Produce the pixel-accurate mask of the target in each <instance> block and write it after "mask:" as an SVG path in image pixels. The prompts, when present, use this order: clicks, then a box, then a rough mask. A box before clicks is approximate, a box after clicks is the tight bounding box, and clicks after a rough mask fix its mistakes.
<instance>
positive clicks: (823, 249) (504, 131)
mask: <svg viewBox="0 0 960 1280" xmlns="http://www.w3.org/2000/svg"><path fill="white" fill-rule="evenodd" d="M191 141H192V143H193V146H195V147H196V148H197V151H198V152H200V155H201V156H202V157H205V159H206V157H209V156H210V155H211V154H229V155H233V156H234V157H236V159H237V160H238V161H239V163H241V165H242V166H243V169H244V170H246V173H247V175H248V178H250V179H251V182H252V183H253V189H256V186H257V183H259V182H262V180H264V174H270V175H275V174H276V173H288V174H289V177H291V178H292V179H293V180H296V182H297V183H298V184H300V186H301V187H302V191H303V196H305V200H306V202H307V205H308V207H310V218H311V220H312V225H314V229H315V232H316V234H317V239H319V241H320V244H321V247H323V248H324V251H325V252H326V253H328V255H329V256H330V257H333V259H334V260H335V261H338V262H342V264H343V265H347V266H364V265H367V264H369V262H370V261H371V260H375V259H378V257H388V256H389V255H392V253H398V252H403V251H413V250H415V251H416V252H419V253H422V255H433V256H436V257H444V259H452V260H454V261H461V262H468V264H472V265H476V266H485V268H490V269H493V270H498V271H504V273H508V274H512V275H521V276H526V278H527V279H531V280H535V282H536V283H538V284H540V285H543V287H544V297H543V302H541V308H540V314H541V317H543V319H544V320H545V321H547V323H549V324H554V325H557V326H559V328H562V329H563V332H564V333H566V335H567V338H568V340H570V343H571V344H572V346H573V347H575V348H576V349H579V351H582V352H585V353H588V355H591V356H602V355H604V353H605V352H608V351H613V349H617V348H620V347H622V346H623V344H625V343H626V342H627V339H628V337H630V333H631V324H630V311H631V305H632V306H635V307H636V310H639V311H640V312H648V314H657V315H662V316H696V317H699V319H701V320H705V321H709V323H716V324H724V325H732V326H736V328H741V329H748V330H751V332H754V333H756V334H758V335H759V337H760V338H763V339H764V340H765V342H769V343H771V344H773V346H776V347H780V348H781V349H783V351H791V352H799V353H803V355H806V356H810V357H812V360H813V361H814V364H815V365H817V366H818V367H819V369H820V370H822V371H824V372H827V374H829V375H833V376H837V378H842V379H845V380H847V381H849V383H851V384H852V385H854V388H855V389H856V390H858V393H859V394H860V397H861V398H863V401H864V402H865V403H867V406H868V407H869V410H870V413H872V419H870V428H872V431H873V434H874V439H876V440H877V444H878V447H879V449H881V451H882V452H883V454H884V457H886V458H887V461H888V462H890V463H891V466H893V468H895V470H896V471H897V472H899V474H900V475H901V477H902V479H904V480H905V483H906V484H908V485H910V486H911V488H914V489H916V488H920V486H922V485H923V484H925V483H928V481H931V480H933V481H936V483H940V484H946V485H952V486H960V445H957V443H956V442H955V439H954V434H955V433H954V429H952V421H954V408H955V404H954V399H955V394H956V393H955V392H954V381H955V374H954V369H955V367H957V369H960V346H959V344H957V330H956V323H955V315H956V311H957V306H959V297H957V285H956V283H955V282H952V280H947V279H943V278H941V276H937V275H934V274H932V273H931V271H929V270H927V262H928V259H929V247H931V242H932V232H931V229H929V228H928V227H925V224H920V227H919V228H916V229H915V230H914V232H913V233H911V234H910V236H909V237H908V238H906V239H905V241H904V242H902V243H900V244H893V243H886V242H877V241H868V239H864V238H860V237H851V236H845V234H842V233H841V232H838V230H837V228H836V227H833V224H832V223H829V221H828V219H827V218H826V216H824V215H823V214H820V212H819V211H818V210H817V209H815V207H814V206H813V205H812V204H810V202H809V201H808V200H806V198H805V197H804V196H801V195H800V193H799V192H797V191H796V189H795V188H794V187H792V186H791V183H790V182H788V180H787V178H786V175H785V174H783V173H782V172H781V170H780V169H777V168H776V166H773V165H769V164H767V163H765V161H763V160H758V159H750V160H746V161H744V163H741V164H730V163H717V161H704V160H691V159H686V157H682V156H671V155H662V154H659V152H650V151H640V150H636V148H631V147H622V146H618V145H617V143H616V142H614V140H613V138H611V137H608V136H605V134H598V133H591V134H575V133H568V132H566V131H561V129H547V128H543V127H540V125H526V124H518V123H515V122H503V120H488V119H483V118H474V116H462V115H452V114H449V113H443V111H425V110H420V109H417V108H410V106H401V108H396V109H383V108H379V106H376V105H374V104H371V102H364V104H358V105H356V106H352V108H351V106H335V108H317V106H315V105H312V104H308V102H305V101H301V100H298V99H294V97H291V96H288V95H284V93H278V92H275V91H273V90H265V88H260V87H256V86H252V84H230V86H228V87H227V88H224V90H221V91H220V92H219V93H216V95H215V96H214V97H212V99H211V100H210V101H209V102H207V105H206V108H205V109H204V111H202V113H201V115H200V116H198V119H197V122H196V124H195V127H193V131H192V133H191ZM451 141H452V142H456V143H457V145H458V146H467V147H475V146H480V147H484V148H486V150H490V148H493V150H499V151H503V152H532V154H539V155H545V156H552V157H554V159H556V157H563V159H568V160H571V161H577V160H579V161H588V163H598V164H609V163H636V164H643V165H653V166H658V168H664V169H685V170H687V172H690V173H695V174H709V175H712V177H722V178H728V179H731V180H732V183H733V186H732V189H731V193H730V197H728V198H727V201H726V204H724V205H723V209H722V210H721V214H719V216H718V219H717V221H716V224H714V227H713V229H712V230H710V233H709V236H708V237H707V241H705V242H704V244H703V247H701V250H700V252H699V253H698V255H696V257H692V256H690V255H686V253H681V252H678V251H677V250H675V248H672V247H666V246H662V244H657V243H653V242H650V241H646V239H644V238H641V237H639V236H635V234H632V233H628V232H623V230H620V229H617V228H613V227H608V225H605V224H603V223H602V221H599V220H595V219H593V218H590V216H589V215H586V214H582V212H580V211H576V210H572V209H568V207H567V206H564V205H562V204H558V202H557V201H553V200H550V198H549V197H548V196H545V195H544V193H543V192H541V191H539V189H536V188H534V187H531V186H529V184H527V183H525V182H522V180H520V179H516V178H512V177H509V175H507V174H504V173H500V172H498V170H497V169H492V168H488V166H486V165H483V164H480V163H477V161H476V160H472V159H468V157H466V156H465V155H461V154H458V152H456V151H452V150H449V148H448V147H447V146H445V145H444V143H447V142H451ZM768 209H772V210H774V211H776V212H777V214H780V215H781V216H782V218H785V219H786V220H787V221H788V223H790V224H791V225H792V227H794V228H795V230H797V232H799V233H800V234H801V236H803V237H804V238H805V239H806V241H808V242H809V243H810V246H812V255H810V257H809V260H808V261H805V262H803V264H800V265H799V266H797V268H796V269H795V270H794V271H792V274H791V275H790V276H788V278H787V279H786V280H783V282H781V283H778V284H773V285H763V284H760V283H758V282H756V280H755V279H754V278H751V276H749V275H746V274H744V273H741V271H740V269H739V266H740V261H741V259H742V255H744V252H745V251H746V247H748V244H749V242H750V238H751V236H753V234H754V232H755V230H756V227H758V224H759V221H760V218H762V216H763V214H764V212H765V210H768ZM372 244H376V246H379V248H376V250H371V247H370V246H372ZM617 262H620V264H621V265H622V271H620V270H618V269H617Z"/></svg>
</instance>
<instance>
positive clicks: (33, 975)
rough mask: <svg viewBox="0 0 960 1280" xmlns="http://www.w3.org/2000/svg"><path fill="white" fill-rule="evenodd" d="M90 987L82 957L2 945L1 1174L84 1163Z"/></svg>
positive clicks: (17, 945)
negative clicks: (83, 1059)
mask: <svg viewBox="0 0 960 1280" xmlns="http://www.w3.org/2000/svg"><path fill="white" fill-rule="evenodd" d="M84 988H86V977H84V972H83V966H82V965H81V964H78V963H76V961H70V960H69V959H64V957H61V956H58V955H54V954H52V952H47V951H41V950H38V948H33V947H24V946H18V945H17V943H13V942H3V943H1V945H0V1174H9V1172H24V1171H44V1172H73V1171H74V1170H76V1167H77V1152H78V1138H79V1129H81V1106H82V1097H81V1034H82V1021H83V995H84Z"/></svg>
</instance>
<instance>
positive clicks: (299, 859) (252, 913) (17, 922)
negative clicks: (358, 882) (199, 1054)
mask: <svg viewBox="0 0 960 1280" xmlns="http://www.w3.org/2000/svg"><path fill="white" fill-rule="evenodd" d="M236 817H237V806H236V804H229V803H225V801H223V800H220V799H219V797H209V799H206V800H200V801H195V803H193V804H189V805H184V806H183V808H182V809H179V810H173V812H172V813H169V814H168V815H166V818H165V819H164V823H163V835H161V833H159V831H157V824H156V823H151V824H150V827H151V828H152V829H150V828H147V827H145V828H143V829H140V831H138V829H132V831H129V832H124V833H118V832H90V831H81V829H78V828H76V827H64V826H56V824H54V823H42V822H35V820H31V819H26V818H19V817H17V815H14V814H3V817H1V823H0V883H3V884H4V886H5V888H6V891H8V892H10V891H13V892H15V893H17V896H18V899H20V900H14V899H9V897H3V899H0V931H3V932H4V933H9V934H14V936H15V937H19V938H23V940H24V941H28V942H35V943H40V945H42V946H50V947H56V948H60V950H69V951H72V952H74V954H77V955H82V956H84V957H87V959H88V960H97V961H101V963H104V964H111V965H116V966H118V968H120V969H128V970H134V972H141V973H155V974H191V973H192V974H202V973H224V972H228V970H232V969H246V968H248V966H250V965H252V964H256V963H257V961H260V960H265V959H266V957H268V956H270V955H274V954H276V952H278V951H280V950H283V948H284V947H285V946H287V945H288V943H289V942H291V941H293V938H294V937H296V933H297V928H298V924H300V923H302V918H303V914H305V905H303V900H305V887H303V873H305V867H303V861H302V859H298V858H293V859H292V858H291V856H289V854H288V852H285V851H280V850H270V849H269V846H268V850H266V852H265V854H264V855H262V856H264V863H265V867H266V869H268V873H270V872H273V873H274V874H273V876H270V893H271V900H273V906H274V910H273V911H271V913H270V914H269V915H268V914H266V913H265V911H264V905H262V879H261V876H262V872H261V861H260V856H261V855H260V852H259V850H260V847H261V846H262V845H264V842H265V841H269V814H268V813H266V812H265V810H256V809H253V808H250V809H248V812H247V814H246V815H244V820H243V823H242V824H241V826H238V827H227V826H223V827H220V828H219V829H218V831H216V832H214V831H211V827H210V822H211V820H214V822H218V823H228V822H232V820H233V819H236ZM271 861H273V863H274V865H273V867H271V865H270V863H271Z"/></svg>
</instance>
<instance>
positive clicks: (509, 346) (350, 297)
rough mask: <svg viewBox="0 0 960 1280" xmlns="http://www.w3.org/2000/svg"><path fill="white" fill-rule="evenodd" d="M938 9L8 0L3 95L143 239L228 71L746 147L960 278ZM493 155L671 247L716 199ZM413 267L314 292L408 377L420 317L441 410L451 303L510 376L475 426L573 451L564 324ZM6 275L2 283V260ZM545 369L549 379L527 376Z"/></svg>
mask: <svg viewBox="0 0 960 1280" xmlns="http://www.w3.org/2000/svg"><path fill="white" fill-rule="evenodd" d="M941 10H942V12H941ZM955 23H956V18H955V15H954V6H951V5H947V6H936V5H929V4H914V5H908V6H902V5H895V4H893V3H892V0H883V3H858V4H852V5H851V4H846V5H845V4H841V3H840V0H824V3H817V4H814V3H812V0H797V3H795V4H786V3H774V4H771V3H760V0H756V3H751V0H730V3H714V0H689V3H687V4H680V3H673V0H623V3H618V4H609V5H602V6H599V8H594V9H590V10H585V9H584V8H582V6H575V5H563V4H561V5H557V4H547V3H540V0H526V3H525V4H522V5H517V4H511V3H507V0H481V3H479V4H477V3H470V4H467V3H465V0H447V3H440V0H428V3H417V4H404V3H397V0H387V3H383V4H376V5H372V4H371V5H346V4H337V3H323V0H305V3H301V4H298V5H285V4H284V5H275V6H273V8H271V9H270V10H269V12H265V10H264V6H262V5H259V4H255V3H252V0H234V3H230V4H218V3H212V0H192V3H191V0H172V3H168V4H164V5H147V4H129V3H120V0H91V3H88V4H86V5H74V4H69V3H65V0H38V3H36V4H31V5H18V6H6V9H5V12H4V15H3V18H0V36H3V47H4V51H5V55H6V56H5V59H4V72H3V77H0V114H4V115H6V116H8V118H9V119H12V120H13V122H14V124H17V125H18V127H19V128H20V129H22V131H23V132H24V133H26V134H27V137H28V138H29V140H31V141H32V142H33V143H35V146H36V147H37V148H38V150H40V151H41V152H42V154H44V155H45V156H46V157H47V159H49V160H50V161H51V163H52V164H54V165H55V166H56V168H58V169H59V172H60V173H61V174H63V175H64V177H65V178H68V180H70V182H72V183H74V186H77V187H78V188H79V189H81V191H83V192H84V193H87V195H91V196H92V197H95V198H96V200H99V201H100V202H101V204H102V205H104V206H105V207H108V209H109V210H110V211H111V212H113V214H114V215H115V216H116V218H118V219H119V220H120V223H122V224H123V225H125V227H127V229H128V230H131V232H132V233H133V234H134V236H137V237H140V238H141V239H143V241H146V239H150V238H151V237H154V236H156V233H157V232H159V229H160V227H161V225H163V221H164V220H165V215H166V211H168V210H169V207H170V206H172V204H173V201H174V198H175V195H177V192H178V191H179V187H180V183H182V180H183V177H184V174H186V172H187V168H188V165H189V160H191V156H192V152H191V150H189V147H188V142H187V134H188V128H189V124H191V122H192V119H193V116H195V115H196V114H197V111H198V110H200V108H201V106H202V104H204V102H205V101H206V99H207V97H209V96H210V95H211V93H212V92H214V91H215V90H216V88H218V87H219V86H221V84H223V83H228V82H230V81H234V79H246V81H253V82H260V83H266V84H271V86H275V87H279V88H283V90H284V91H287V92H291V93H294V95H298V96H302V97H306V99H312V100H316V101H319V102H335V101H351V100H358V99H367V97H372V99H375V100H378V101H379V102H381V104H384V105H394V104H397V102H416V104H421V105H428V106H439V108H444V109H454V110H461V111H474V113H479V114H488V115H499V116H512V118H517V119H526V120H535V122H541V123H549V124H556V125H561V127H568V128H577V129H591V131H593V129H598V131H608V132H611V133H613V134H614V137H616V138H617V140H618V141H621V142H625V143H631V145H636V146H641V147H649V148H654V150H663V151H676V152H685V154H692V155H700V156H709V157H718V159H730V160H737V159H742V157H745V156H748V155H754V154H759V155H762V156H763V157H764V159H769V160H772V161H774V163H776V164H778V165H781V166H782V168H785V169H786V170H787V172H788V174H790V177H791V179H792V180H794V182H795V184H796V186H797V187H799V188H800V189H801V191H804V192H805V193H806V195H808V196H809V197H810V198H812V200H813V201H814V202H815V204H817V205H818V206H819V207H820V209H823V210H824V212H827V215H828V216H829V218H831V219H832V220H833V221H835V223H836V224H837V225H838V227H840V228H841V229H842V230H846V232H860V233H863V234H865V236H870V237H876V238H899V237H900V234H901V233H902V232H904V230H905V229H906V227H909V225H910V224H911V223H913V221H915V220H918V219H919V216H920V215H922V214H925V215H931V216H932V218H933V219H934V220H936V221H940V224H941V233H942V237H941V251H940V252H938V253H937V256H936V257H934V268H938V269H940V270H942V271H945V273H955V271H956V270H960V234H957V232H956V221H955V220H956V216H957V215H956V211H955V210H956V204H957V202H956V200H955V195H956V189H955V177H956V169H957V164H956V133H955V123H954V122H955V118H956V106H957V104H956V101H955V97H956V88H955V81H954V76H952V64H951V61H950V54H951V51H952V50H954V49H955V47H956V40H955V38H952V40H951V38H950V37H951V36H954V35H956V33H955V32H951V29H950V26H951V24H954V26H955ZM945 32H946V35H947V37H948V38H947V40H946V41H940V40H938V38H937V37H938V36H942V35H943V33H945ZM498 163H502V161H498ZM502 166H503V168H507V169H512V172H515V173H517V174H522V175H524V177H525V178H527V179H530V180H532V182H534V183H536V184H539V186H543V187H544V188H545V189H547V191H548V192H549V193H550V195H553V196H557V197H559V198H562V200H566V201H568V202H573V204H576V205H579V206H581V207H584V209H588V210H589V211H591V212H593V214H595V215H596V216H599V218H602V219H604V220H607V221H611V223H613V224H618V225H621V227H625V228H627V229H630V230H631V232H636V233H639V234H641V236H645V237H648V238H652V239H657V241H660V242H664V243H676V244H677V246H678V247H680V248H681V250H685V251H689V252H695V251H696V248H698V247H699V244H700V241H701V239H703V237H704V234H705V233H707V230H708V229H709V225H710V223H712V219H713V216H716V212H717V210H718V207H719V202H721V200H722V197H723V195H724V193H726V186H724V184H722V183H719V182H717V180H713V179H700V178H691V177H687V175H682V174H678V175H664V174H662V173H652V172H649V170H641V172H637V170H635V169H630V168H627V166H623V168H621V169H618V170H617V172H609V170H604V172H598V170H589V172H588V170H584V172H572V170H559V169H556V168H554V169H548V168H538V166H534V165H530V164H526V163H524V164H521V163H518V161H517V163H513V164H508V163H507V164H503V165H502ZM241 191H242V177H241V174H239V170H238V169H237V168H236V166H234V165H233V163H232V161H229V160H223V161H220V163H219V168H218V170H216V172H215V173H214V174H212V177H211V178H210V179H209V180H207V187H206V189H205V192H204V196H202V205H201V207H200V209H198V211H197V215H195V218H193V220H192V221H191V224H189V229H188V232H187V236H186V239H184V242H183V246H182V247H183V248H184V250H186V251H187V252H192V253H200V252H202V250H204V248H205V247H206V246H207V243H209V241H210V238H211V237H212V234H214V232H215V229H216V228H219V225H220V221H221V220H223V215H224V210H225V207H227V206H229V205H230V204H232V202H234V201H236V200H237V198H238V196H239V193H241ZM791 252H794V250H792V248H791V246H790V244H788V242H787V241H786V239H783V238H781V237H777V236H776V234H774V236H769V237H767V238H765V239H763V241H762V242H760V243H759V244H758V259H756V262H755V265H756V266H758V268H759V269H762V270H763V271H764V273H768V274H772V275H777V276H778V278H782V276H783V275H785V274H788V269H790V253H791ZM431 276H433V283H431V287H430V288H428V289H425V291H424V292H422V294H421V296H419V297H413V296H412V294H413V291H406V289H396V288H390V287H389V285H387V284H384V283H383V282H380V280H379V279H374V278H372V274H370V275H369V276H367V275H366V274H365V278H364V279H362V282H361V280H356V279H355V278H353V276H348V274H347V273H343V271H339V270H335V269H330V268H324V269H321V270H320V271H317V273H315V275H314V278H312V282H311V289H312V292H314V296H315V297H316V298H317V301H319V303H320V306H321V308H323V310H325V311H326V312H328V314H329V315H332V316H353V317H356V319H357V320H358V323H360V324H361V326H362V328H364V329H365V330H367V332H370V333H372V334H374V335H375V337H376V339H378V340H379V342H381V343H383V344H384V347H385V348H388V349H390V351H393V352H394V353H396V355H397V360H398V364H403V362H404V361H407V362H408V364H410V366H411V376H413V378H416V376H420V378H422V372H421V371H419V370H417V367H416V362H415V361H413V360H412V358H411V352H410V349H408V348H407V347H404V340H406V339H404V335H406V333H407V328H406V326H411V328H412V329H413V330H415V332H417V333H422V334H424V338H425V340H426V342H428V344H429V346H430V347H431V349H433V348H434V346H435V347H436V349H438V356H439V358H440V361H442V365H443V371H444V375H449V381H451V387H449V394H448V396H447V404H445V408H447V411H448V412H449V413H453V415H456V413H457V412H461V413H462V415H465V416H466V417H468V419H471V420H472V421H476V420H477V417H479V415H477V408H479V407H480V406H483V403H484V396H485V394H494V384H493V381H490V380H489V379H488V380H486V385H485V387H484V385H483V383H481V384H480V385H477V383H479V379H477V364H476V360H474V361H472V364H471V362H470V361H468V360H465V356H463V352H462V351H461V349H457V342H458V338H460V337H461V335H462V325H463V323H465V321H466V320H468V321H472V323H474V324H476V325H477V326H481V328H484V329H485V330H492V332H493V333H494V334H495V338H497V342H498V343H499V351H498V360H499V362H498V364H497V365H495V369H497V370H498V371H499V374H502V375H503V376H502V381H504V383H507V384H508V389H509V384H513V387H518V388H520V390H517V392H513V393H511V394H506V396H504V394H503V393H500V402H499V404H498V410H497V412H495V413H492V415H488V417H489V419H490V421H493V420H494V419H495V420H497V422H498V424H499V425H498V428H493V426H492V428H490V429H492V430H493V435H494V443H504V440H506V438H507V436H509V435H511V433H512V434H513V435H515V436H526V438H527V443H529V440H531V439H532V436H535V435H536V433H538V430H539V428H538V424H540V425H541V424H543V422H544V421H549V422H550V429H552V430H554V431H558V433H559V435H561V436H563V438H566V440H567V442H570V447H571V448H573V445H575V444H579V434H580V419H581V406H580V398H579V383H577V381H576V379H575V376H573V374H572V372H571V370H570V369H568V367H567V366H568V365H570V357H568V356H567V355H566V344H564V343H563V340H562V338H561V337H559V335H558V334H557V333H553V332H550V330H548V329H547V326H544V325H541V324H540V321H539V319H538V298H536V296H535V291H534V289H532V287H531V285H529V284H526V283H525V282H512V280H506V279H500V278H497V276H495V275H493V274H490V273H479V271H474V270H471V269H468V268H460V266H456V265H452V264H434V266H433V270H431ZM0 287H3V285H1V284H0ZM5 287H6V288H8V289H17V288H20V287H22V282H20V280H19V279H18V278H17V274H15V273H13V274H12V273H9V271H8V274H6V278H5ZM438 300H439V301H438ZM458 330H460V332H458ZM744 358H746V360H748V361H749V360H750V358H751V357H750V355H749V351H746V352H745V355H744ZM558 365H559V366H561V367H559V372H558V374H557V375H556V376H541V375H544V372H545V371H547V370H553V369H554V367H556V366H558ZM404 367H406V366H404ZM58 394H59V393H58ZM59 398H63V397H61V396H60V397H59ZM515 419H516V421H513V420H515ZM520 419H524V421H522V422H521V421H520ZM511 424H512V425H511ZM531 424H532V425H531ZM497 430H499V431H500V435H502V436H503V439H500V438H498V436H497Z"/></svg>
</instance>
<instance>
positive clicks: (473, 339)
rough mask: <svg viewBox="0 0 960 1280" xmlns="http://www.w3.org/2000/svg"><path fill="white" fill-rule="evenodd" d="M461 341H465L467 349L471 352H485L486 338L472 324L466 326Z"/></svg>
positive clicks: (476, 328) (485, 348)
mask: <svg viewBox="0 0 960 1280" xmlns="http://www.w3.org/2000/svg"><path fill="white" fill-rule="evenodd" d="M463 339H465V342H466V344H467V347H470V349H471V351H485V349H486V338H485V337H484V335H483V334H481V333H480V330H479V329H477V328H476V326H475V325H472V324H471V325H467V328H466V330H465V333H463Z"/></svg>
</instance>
--------
In the records above, find each line with the word "positive" and copy it.

positive clicks: (823, 249) (504, 131)
positive clicks: (33, 975)
positive clicks: (17, 945)
positive clicks: (299, 859) (252, 913) (17, 922)
positive clicks: (509, 346) (350, 297)
positive clicks: (473, 339)
positive clicks: (476, 328) (485, 348)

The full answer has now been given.